---- Text section

The Academy also is abandoning, for now, the controversial addition of three handpicked titles (often festival and critics’ favorites) by the International Executive Committee to the larger general committee’s original seven. This will make many people happy. This year, with online voting opportunities extended to the global Academy, votes are no longer limited to a small group of (often) retired attendees at in-person screenings in Los Angeles. This year could reflect a wider perspective, obviating the need for a more “sophisticated” group to add tonier titles.

Dan Levine, Mark Johnson, and Aaron Ryder

Photo by Rob Latour/Variety/REX/Shutterstock

Long-time foreign-language Oscar czar Mark Johnson instituted the executive additions when the often-mainstream Oscar voters neglected to include on the shortlist such lauded art films as the 2007 Cannes Palme d’Or winner “4 Months, 3 Weeks and 2 Days.” Writers branch governor Larry Karaszewski and directors governor Susanne Bier now head the International Feature Executive Committee, which is responsible for the administration of category rules and determining film eligibility.

“All dates and matters of rules and eligibility for the 93rd Academy Awards are subject to change based on national guidelines, state-mandated government orders and Academy-determined best practices.” said an AMPAS spokesperson.

--------
---- Recorded data

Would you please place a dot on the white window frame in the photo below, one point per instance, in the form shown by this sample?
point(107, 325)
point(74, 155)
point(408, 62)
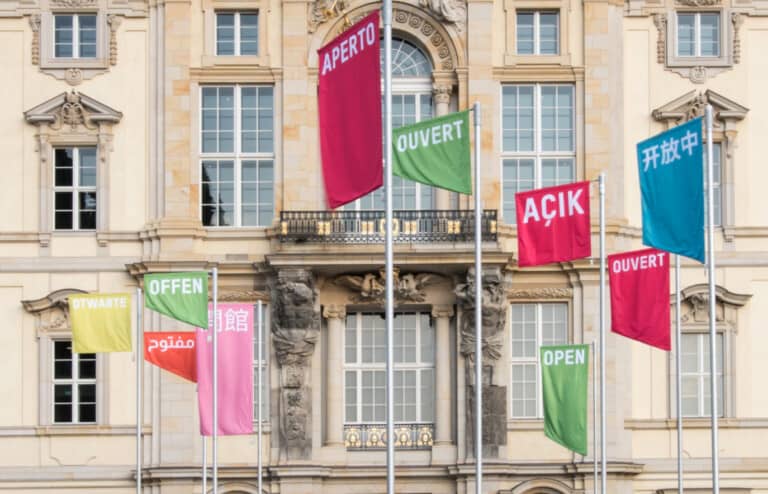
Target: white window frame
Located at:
point(537, 154)
point(537, 32)
point(237, 156)
point(529, 360)
point(420, 367)
point(75, 189)
point(237, 26)
point(76, 48)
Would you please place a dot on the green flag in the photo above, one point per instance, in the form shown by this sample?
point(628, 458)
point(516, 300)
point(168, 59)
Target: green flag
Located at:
point(182, 296)
point(435, 152)
point(564, 378)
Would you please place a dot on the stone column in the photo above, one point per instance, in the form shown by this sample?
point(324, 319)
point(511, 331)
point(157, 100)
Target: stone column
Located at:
point(443, 425)
point(334, 418)
point(442, 94)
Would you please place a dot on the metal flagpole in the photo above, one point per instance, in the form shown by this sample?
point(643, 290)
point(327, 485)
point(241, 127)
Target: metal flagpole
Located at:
point(139, 365)
point(594, 419)
point(215, 424)
point(603, 462)
point(478, 315)
point(678, 379)
point(258, 399)
point(712, 334)
point(386, 15)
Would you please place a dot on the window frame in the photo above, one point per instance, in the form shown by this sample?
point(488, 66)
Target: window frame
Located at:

--------

-- Directions for this task --
Please summarize the excerpt on the Academy's international feature voting changes in two sentences.

-- Exercise solution --
For now, the Academy is dropping the International Executive Committee's addition of three handpicked titles to the general committee's seven, a practice Mark Johnson began after voters left lauded art films such as "4 Months, 3 Weeks and 2 Days" off the shortlist. With online voting now extended to the global Academy instead of being limited to a small group at in-person screenings in Los Angeles, the selections could reflect a wider perspective, while Larry Karaszewski and Susanne Bier now head the committee and an AMPAS spokesperson said all dates, rules, and eligibility for the 93rd Academy Awards are subject to change.